* [What to produce]: Tally the lines below that contain the word "jacket", and give only that number.

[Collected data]
== Segment start ==

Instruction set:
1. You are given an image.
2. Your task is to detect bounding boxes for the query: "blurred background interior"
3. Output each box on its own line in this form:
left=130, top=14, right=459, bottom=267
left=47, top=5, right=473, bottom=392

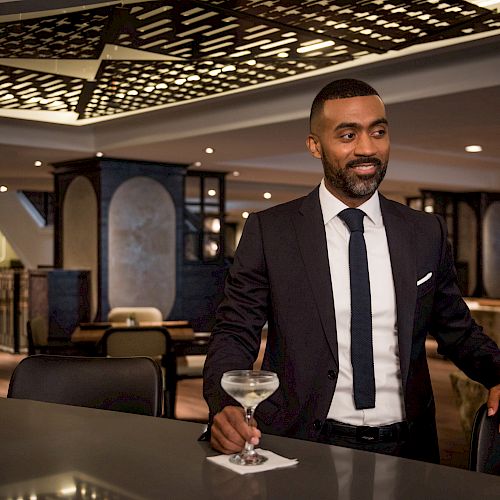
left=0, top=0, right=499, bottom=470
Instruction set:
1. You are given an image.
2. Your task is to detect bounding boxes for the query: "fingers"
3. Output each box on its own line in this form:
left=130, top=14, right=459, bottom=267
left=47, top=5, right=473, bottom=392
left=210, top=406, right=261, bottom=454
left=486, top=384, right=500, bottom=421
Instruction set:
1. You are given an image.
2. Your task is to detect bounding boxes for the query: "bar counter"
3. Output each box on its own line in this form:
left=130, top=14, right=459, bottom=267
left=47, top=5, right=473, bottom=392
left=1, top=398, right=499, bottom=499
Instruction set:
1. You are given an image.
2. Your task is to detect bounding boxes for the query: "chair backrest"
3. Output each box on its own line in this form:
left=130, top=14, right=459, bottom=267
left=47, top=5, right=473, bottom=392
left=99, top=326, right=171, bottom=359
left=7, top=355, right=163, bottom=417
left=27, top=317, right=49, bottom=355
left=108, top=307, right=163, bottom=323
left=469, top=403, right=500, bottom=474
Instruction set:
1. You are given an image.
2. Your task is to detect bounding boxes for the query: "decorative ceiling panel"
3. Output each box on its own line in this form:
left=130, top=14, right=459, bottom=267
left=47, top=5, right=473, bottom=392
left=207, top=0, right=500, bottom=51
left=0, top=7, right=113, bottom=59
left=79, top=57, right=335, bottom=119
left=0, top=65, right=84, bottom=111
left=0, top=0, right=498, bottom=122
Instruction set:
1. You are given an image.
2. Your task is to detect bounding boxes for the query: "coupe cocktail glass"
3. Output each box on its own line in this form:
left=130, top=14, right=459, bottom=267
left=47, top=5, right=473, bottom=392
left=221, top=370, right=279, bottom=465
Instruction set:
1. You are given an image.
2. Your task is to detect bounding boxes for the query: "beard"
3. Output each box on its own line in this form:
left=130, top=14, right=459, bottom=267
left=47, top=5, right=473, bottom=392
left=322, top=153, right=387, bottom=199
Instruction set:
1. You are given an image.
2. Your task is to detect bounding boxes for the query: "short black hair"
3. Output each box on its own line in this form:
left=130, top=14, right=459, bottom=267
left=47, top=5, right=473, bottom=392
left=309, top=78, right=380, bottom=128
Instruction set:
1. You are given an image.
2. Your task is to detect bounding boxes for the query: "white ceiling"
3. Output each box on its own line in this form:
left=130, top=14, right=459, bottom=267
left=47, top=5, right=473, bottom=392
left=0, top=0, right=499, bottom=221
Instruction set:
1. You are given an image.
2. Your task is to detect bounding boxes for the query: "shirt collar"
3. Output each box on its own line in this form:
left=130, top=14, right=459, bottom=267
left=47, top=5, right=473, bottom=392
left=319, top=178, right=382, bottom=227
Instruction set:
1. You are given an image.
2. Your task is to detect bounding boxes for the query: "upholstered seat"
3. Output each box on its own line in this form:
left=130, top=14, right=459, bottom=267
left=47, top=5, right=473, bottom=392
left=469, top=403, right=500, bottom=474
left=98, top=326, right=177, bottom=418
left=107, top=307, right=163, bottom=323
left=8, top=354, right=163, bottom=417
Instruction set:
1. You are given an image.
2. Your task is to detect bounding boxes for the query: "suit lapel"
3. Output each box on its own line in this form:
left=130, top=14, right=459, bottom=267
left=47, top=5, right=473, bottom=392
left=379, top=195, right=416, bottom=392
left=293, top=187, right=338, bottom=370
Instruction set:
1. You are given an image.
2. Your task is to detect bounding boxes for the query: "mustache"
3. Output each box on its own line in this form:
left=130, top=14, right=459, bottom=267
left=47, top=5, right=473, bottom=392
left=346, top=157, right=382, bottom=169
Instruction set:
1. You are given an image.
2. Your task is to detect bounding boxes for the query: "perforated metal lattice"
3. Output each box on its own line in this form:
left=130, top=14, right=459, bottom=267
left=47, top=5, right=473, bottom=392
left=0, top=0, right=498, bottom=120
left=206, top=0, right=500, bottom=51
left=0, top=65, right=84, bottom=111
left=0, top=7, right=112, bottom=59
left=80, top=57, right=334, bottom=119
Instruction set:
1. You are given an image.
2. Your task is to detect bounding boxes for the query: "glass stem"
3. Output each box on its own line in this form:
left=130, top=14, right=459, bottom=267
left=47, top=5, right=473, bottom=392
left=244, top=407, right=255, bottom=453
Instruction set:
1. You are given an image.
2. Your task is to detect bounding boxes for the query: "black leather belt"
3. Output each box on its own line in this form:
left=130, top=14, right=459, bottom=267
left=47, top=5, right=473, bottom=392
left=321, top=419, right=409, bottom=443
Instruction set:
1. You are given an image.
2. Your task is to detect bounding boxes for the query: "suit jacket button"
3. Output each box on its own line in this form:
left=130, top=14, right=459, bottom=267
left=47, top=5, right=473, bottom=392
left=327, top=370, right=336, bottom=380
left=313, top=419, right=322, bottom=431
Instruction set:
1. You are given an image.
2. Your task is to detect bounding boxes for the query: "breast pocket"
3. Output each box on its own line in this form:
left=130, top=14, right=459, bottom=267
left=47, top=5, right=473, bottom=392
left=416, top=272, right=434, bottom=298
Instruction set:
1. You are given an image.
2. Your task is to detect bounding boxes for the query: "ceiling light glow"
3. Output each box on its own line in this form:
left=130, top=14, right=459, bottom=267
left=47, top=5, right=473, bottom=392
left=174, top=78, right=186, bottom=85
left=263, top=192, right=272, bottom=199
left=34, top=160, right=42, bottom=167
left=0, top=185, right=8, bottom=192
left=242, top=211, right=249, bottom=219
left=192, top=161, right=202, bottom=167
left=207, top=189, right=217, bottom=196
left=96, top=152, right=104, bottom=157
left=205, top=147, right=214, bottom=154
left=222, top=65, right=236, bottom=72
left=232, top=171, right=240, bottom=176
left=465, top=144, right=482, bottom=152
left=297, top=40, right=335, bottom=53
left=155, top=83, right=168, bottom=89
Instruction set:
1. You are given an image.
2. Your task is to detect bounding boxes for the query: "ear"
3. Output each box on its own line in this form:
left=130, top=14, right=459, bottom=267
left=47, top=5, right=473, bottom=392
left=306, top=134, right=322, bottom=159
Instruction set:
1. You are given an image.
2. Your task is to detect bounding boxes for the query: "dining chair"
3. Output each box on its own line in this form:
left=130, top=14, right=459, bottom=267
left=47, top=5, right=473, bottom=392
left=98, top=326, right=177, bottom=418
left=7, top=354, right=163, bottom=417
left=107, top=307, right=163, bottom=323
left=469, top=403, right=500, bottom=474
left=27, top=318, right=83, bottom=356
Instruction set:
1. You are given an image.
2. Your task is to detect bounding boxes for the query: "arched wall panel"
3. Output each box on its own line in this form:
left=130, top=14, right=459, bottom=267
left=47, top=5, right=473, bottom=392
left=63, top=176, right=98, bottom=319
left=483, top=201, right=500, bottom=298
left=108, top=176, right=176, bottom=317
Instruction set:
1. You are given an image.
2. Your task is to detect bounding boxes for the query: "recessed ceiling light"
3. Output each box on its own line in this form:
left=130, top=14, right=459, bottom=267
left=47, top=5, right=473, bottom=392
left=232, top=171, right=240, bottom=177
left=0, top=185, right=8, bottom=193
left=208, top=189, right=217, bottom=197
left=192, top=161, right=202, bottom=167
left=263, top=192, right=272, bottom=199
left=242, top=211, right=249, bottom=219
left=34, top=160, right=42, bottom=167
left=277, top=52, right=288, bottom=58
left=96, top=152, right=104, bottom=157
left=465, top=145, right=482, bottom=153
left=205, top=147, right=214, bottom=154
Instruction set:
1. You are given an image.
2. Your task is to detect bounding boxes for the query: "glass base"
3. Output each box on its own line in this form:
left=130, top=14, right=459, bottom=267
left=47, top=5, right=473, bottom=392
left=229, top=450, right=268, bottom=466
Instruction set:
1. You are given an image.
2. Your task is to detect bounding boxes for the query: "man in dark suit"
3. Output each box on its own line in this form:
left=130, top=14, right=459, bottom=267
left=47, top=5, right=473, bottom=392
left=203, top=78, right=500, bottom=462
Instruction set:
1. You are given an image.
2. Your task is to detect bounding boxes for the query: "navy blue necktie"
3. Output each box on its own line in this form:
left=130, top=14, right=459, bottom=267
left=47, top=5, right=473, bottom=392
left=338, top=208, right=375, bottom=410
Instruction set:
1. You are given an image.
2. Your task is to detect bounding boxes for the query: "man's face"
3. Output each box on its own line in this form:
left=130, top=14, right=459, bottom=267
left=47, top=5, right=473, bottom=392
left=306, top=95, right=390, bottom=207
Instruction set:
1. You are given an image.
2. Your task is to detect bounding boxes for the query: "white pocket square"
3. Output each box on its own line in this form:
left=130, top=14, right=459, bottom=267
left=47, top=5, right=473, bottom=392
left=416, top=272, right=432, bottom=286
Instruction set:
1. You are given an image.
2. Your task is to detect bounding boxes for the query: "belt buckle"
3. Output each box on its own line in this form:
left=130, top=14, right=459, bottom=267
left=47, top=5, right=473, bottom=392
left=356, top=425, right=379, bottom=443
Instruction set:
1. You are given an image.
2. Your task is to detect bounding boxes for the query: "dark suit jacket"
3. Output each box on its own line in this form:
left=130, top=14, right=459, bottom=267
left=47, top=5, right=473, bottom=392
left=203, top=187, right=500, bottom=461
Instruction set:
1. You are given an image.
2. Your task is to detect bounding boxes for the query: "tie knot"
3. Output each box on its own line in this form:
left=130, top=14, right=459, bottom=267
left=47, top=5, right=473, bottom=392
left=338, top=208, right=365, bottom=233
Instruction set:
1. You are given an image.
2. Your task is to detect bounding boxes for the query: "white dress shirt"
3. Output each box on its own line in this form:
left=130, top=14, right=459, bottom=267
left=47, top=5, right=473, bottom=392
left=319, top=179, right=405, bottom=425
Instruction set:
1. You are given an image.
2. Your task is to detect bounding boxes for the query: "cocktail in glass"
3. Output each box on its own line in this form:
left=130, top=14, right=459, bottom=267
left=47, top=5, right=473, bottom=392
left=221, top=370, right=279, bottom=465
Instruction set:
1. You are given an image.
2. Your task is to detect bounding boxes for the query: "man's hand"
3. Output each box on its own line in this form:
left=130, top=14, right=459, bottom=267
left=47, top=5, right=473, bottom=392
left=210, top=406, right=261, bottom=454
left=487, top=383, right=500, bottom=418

== Segment end ==

* [Solution]: 2